Extract to read:
Slashdot Mirror


Patching Paranoia - How Fast Do You Patch?

selfassembled asks: "I work for an IT group in the Boston area called Thrive Networks. After the most recent exploit was revealed, my company scrambled to get our client's servers patched within 48 hours. This is extremely difficult because no customer wants to be interrupted by a reboot during business hours. Our staff worked after hours to get this patch installed ASAP. How fast do you (or your IT group) install patches for major exploits like this? What do you consider to be an acceptable turn around time for a vulnerability patch that may not even have an exploit yet? After Blaster and Welchia we decided it's better to be safe than sorry, and our customers seem to agree."

2 of 681 comments (clear)

  1. If you ran openBSD servers then by cdn-programmer · · Score: 1, Offtopic

    If you ran openBSD servers then

    1) you would save your clients money
    2) you would not likely have to reboot
    3) you would probably not have the exploit in the first place

    Windows is a big make work project.

Source information:
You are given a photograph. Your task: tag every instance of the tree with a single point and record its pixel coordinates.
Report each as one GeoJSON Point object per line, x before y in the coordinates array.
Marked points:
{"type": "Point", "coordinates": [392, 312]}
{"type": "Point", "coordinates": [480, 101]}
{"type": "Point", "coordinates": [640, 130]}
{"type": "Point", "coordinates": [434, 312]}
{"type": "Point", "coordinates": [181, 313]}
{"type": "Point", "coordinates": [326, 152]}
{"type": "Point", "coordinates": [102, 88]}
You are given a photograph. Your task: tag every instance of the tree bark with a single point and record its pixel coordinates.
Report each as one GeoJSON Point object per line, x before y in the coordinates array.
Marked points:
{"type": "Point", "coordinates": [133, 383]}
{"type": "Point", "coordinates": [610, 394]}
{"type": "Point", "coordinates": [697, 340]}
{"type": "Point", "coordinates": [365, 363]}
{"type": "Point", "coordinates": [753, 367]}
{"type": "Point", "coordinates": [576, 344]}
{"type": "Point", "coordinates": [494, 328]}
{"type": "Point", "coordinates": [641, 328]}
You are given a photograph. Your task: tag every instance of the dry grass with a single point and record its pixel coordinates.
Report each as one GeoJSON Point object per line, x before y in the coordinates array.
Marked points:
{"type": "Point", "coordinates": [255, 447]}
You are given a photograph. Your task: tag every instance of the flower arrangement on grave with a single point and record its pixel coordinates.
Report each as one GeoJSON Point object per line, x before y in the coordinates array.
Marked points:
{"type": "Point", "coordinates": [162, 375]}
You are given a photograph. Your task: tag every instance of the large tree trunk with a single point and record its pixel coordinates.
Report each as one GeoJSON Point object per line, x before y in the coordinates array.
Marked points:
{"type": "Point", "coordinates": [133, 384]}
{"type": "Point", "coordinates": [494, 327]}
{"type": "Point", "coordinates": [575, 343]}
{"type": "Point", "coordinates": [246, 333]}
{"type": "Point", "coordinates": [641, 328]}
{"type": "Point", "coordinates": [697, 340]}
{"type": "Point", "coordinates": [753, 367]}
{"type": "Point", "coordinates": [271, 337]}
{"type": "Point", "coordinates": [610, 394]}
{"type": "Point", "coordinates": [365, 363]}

Assignment A: Update the Slashdot post, starting with "1) you would" and going on through "make work project.", replacing "clients" with "customers".
Assignment B: In the Slashdot post, within how many hours did the asker's company rush to patch its clients' servers after the latest exploit was revealed?

Exercise answer A:
1) you would save your customers money
    2) you would not likely have to reboot
    3) you would probably not have the exploit in the first place

    Windows is a big make work project.

Exercise answer B: Within 48 hours.